(A run of rows)
--*--

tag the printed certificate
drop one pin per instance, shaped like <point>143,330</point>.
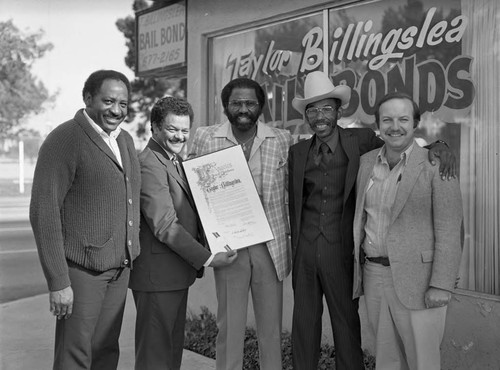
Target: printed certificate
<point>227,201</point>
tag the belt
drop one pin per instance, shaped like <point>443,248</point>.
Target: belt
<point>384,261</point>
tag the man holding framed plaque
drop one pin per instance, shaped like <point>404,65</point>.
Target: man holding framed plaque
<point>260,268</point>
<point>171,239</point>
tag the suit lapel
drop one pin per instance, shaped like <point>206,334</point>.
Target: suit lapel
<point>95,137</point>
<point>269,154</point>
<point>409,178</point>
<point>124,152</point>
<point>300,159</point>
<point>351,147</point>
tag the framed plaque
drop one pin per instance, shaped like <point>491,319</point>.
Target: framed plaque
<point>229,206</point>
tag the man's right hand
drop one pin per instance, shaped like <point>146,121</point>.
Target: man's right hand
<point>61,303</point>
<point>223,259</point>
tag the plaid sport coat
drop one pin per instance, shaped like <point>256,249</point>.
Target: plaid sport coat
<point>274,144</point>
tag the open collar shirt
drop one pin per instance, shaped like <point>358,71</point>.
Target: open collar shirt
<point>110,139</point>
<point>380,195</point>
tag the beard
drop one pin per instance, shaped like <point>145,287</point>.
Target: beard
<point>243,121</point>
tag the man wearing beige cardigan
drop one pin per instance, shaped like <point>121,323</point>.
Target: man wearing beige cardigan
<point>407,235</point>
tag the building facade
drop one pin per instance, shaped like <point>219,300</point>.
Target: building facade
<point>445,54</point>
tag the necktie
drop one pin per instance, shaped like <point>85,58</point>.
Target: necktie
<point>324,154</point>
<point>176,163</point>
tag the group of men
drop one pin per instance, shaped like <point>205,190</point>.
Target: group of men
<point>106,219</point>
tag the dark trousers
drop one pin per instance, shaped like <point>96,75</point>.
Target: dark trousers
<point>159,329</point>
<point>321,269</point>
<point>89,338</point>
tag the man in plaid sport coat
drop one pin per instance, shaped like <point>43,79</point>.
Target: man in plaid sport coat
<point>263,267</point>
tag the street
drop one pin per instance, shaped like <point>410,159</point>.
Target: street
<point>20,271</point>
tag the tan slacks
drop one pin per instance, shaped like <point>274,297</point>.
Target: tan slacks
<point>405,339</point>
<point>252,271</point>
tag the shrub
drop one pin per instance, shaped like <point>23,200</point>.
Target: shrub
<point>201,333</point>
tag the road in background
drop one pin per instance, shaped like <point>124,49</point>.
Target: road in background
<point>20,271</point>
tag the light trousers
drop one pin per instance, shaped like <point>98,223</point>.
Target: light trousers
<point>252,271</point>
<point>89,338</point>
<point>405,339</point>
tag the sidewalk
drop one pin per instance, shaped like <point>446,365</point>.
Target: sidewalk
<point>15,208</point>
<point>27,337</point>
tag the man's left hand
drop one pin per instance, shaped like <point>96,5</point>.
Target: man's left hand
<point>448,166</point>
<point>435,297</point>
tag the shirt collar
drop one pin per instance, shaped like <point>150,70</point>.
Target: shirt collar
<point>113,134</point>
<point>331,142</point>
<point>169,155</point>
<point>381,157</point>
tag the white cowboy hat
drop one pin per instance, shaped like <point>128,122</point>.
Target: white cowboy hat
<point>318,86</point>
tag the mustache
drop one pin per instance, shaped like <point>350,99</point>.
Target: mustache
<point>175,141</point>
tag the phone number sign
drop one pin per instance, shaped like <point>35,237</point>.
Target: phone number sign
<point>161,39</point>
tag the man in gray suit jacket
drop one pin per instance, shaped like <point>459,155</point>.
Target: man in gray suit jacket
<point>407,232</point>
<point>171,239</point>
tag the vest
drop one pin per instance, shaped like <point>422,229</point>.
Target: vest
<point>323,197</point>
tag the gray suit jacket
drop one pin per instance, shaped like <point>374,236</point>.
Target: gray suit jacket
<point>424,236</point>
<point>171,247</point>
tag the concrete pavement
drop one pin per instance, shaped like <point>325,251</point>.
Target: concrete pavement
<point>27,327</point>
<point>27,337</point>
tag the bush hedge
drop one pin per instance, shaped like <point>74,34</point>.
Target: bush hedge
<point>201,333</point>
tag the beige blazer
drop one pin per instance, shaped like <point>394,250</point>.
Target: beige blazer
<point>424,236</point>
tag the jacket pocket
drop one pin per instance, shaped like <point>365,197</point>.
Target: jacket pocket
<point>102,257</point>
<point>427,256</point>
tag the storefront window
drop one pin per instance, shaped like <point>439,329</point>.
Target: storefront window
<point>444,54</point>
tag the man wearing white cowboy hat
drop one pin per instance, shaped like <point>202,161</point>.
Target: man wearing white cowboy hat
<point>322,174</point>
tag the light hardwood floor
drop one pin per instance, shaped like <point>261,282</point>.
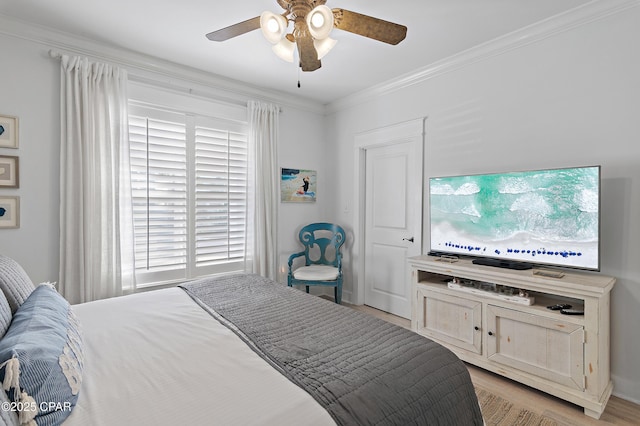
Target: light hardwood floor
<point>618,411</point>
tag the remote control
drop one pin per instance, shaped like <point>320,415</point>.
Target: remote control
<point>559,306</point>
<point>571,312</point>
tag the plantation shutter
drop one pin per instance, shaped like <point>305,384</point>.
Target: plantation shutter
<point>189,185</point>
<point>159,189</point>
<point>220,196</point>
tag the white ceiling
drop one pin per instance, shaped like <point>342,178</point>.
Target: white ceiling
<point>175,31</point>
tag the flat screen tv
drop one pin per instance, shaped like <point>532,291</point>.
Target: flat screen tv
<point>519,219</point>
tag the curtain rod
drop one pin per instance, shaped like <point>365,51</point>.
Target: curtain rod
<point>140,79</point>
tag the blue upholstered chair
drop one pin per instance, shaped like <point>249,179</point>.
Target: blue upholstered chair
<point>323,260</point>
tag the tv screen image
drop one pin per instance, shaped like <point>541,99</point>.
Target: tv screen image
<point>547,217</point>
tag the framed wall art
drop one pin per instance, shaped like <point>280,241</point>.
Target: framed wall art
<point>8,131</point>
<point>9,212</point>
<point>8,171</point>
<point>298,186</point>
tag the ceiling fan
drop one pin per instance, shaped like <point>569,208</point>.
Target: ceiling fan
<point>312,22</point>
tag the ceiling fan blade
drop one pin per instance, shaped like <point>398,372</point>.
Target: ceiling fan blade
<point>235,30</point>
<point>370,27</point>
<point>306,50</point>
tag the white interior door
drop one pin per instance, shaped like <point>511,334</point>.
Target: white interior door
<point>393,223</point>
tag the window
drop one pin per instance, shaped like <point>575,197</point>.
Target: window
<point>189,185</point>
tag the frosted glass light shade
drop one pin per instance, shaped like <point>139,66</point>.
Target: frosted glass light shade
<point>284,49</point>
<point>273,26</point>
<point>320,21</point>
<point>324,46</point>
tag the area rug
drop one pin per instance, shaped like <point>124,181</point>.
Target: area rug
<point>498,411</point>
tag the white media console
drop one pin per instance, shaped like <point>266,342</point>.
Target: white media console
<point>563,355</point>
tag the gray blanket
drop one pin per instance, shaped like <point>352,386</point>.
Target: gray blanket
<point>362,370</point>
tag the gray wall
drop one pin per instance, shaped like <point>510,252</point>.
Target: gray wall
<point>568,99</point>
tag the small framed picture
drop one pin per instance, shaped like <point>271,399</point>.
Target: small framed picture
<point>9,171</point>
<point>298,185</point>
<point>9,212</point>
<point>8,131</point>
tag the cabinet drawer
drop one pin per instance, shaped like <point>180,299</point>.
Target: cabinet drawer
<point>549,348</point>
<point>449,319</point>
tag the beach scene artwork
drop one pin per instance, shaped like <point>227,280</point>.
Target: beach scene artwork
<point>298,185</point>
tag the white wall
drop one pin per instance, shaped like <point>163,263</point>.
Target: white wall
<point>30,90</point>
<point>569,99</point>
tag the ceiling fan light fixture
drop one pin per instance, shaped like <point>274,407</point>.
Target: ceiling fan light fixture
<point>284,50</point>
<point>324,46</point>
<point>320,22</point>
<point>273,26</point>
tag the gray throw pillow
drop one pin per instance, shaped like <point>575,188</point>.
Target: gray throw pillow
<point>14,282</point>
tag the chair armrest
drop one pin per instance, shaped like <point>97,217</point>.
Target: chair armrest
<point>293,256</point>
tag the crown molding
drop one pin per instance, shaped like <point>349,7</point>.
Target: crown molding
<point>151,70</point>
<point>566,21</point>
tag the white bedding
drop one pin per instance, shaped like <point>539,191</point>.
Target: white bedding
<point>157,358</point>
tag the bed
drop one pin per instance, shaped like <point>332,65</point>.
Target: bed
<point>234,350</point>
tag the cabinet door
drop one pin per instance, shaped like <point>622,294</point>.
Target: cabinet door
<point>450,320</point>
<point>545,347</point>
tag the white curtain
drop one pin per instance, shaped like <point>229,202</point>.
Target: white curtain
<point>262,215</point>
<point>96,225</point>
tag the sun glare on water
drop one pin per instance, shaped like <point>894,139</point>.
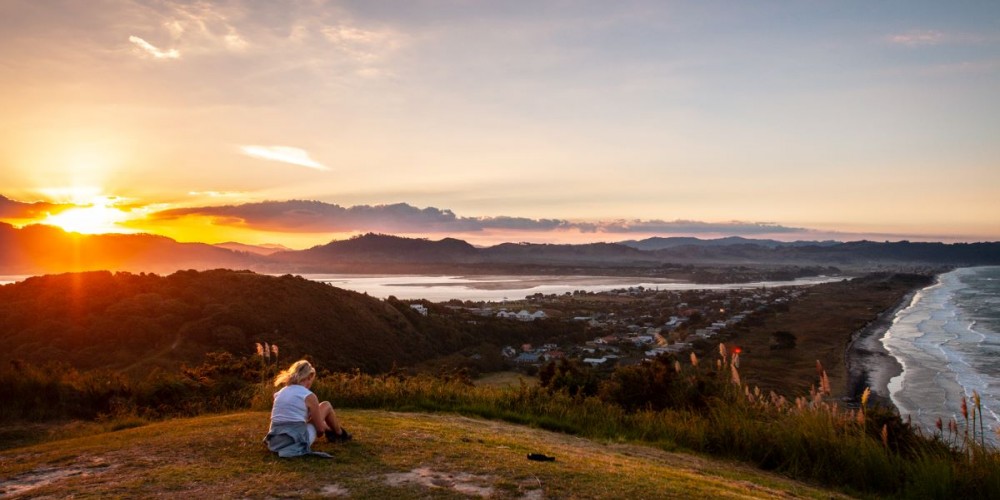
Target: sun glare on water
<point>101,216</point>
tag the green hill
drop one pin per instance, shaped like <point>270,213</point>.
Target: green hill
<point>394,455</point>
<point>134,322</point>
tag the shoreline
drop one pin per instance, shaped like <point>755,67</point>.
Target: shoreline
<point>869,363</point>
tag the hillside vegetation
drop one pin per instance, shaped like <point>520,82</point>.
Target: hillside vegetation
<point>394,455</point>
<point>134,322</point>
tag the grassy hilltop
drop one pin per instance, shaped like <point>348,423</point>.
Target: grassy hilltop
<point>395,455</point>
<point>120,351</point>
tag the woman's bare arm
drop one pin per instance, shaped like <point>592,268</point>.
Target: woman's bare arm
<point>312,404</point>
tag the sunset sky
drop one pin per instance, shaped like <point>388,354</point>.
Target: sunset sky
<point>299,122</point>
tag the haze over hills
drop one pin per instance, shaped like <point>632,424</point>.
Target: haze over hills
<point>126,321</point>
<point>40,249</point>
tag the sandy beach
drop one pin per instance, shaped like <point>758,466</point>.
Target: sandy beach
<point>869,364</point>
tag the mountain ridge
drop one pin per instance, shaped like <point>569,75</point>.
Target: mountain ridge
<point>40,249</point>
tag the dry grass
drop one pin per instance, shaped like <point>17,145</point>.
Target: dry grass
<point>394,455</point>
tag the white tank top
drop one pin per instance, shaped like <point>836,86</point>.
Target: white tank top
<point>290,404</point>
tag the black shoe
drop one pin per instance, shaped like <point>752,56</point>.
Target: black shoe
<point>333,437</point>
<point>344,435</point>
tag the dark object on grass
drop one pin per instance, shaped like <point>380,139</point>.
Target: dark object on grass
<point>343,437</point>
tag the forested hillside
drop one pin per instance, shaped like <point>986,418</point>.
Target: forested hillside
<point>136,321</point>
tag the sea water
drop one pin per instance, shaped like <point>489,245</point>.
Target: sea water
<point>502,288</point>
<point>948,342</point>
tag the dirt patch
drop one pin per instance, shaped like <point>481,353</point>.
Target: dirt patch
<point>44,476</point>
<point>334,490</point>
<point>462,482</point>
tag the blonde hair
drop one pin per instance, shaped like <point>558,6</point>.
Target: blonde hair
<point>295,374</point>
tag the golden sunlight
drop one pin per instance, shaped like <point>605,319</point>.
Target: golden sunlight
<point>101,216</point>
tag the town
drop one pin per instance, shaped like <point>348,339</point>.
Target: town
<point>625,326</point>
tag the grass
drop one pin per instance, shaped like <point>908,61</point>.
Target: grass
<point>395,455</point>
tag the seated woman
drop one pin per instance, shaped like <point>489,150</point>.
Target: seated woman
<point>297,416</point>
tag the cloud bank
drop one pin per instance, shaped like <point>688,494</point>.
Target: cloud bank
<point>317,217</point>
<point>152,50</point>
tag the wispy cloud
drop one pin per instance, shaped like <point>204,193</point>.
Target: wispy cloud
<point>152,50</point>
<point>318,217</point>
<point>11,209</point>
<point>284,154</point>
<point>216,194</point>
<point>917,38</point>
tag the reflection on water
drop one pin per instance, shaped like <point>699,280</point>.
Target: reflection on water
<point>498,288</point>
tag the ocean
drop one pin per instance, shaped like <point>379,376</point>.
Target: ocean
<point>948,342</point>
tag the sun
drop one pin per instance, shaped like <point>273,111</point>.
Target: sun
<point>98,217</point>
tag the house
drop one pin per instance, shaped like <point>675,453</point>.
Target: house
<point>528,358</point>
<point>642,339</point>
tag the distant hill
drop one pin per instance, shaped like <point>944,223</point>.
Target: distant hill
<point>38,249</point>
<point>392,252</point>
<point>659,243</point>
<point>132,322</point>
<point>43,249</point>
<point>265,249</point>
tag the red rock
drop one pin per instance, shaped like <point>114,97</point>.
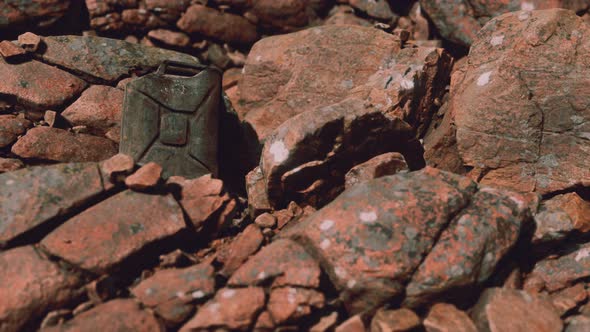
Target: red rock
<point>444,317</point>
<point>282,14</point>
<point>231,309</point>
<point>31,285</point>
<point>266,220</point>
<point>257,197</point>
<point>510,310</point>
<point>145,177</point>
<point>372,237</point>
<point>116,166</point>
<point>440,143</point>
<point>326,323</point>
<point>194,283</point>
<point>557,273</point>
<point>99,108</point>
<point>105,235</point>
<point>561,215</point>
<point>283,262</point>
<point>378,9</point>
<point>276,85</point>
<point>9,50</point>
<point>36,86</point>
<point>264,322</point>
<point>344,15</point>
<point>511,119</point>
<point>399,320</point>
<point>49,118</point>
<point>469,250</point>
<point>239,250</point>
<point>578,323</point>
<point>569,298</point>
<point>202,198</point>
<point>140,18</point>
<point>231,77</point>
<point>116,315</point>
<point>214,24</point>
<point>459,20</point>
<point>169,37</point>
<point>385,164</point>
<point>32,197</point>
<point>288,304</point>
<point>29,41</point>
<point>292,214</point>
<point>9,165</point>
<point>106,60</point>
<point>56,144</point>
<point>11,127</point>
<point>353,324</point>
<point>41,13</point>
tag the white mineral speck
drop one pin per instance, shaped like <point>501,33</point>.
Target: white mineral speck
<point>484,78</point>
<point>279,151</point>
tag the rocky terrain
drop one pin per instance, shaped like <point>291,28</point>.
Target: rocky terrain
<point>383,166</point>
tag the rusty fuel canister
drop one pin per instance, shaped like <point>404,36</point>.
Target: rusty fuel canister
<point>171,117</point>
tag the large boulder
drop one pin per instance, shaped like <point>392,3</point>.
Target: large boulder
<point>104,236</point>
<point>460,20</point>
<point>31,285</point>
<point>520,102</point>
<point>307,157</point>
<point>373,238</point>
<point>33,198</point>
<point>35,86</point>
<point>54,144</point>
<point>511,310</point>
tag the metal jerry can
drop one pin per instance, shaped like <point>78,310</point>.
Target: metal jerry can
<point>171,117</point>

--*--

- _The task_
Starting at the line that has "tag the chair armrest" and ending with the line that has "<point>299,122</point>", rewrite these lines with every "pin" swapped for "marker" and nothing else changed. Leave out the pictures.

- _Task answer_
tag the chair armrest
drop one marker per instance, shaped like <point>97,217</point>.
Target: chair armrest
<point>293,256</point>
tag the crown molding
drop one marker per instance, shaped like <point>349,7</point>.
Target: crown molding
<point>151,70</point>
<point>566,21</point>
tag the white bedding
drop one marker per instance, shaped like <point>539,191</point>.
Target: white bedding
<point>157,358</point>
tag the bed
drop one marker per instance, shaped like <point>332,65</point>.
Target: bed
<point>234,350</point>
tag the cabinet door
drop one marker per instance, shaped like <point>622,294</point>.
Target: cabinet door
<point>450,320</point>
<point>545,347</point>
tag the white curtain
drop one marker per instance, shaped like <point>229,202</point>.
Target: white curtain
<point>262,215</point>
<point>96,225</point>
tag the sun glare on water
drop one marker per instance, shaped like <point>894,139</point>.
Target: sun glare on water
<point>101,216</point>
tag the green hill
drop one marker per instance, shaped like <point>270,213</point>.
Target: green hill
<point>394,455</point>
<point>134,322</point>
tag the shoreline
drop one marker per instance, shaped like <point>755,67</point>.
Target: shoreline
<point>869,363</point>
tag the hillside vegetation
drop one marker per instance, shaped like <point>520,82</point>.
Target: hillside vegetation
<point>394,455</point>
<point>134,322</point>
tag the grassy hilltop
drop one marker per instance, shaped like <point>348,423</point>.
Target: grassy hilltop
<point>395,455</point>
<point>120,351</point>
tag the woman's bare arm
drop one marker per instance, shaped like <point>592,268</point>.
Target: woman's bare arm
<point>312,404</point>
tag the sunset sky
drop one marker per instance, shaped like <point>388,354</point>.
Target: sunset sky
<point>299,122</point>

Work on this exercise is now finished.